(i) Geography shapes strategy
(ii) Culture shapes geographical understanding which shapes strategic choices
(iii) Strategies shape technology
(iv) Technology shapes strategies
(v) Culture shapes strategies which ignores logic of technological advancement
(vi) Geography informs technology to be used.
The essay concludes that there is interplay between the 3 variables, with ethnocentrism as always shaping the geographical and technological dimensions to strategies despite their seemingly objective attributes.
Ethnocentrism or Culture
Strategy is formulated by the total calculation of what we can do and what we cannot do to achieve our goals. The rationalist states that this calculation is shaped by a single logic, derived through trial and error and historical leanings. The opponent on the other hand, claims that the formulation of a strategy is governed by one’s ethnocentric or cultural worldview. Ethnocentrism is here understood as the synonym for being “culture-bound”, where an individual or a group is unable to see the world through the eyes of a different national or ethic group. In this understanding, there is no one theory of rationality, but competing theories of rationality which will result in different strategic choices.
For example, during the Cold War, the United States (US) regarded the Soviet doctrine as irrational. To the US , the doctrine of “flexible response” and “controlled escalations” serve as a logical strategy to prevent mutual destruction while checking the opponent through limited attacks. On the other hand, Soviet Union ’s doctrine was guided by “crushing rebuff” of US to prevent the latter from doing even minor damage to the Soviet. This seemed to be an irrational behaviour, considering that the Soviet Union had large spaces to allow for US limited attacks on its soil without serious consequences. Despite the seeming irrational behaviour, Soviet strategy was actually guided by a logic that was shaped by historical memory of severe destruction during the Second World War. The Soviet Union hence rejected any form of limited attacks on its homelands, and consequently, rejected the doctrine of “controlled escalations”.
Clearly, one’s cultural heredity can prevent one from seeing certain options which might nevertheless be “rational”. The Soviet Union had subsequently proposed the idea of mutual “no first use” of nuclear weapons. This was rejected by the US who doubted Soviet’s sincerity. Guided by an ethnocentric attitude which failed to understand the reasons for Soviet’s proposal, the US then pursued a strategy of over insurance against Soviet Union ’s superior quantity of nuclear weapons.
Geography
(i) Geography shapes strategy
According to Colin Gray, there are two meanings of geography. Firstly geography can refer to the physical geography which exists objectively. It also refers to space (including cyberspace), distance, time and weather. Strategy has to take into account physical geography, since every action that strategy has dictated to be done or will affect strategy is done through a space. At the tactical level of war, strategy has to respond to environmental factors.
(ii) Culture shapes geographical understanding which shapes strategic choices.

§ RAW DATA
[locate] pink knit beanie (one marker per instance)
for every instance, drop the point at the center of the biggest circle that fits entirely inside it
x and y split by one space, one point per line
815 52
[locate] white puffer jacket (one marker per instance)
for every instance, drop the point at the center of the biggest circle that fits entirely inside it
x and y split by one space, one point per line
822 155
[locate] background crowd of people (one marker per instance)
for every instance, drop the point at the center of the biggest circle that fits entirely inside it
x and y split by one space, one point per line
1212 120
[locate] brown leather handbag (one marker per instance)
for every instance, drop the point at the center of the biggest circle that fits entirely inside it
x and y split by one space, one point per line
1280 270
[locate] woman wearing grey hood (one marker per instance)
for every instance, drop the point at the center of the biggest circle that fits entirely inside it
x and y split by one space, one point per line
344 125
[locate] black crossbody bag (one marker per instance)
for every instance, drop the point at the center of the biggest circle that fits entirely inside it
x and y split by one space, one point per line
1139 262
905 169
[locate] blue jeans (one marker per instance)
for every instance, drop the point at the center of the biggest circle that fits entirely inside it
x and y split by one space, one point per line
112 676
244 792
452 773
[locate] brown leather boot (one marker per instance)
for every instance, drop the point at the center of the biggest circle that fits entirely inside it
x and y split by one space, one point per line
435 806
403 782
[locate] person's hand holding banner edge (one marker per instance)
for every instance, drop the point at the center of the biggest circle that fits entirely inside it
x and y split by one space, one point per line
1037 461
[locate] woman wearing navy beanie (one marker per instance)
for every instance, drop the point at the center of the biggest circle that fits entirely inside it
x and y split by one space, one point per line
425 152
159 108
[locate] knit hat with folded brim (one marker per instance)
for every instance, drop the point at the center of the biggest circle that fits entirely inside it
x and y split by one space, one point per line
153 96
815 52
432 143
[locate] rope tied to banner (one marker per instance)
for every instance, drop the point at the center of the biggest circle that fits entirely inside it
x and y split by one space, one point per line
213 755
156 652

§ YOUR INSTRUCTIONS
In the essay on strategy, culture, and geography, what idea did the Soviet Union propose that the United States rejected? The rows play no part in what follows.

§ ANSWER TO THIS EXERCISE
The Soviet Union proposed mutual "no first use" of nuclear weapons.